* What is expected: Retype, word for word, each line between the lines holding "Expected behaviour: for every instance of the navy" and "white cricket shoe, place", inclusive, and leave the rest of the data alone.

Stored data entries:
▼▼▼
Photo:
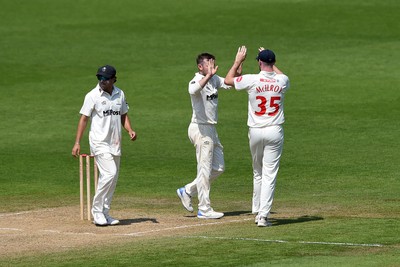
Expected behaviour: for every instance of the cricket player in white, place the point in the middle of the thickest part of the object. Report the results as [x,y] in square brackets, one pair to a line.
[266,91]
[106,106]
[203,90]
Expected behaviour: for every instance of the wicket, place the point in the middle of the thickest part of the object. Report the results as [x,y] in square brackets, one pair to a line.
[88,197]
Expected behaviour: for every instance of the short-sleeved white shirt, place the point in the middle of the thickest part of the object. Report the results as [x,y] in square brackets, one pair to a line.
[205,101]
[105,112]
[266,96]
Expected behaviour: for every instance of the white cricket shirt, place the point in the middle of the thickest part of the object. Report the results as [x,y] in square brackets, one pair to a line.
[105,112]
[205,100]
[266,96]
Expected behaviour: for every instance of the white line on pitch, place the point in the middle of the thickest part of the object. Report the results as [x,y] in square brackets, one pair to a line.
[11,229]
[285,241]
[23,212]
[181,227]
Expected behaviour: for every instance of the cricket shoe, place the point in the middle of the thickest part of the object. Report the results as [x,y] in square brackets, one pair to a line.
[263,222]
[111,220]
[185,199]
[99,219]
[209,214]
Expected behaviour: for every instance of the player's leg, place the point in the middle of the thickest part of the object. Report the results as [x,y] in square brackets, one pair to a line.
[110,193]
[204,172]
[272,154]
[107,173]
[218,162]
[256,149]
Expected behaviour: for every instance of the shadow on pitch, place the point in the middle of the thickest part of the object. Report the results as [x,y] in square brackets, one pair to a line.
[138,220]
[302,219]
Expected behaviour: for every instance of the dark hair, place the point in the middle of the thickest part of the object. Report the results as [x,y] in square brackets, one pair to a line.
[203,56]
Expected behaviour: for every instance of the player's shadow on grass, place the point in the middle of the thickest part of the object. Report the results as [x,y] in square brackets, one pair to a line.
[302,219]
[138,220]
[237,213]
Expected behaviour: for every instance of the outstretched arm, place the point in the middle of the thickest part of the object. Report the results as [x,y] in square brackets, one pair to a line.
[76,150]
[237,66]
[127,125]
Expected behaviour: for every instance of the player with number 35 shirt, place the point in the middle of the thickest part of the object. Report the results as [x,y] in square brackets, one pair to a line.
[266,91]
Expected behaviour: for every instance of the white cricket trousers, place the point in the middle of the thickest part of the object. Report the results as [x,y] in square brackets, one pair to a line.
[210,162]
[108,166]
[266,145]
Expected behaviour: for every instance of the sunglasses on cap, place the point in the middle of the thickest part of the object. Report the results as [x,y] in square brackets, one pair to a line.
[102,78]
▲▲▲
▼▼▼
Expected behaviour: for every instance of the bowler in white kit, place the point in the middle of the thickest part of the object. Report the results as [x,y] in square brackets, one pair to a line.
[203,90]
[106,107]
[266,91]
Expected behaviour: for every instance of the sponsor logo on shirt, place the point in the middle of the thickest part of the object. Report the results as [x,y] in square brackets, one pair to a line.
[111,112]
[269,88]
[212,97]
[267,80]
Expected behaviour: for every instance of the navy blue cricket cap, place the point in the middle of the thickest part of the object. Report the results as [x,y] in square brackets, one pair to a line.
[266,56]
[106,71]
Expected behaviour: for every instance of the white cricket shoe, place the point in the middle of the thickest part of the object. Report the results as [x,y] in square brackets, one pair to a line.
▲▲▲
* Task response:
Expected behaviour: for every instance of the navy blue cricket cap, place the point in the middle of the thickest part of the object. Report the results as [x,y] in square brackets, one pair to a line.
[266,56]
[106,71]
Expected behaviour: for every instance of the white cricket shoe, place the point in the middle of the thickest part of the object. Report the results as [x,y] in square brackets, one pair to a line.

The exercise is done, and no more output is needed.